- To do -
Treat the line with "Query: clearing in forest" as the starting point. Write it out and every line after it through the end of the listing below, exactly.

- Dataset records -
——

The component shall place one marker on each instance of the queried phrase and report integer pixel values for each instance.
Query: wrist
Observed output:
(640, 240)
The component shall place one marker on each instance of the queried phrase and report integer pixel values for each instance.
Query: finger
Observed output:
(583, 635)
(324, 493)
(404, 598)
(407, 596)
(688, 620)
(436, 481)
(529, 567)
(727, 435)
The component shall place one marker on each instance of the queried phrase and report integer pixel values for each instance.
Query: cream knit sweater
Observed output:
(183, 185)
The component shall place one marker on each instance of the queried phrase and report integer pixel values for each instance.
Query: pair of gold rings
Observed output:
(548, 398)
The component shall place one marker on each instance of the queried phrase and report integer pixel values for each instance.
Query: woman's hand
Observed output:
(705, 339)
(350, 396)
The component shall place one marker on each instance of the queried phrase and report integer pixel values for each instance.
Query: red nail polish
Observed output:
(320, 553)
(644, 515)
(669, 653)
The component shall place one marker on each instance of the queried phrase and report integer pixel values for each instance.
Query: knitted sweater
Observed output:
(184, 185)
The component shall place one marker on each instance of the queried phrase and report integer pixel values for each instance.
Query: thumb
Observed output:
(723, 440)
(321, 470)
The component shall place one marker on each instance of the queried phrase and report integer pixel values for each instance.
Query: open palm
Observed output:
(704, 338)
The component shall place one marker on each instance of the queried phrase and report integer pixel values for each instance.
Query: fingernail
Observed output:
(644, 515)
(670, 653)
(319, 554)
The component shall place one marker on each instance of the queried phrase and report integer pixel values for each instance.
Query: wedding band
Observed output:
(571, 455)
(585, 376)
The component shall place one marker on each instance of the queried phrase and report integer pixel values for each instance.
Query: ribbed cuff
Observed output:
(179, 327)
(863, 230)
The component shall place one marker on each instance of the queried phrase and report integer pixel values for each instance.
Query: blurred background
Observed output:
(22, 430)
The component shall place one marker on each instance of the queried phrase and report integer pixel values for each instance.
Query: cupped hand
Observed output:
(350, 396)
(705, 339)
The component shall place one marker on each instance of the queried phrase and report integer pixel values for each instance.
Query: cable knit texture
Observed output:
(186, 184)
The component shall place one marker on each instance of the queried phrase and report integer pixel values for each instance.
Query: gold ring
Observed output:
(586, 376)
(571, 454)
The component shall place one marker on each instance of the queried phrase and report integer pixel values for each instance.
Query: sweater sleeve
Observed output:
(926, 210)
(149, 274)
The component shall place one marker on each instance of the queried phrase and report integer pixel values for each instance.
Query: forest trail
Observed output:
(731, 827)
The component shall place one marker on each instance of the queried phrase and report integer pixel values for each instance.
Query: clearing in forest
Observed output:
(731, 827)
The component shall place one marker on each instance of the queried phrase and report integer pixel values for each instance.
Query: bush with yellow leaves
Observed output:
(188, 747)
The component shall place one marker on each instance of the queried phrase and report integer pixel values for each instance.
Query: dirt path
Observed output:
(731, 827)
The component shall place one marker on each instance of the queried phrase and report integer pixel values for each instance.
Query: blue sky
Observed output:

——

- Response below -
Query: clearing in forest
Observed output:
(731, 827)
The component shall place one marker on each instance of the queried phrase and report integer pixel values for each instance.
Query: bush with yellow leaves
Observed output:
(188, 747)
The component shall place one marker on each instance of the queried phrase and report integer pixel values for each instance.
Query: dirt path
Observed output:
(731, 827)
The component shall place one marker on each instance of the queried phrase and report integer pixel values for each instance.
Query: blue sky
Observed output:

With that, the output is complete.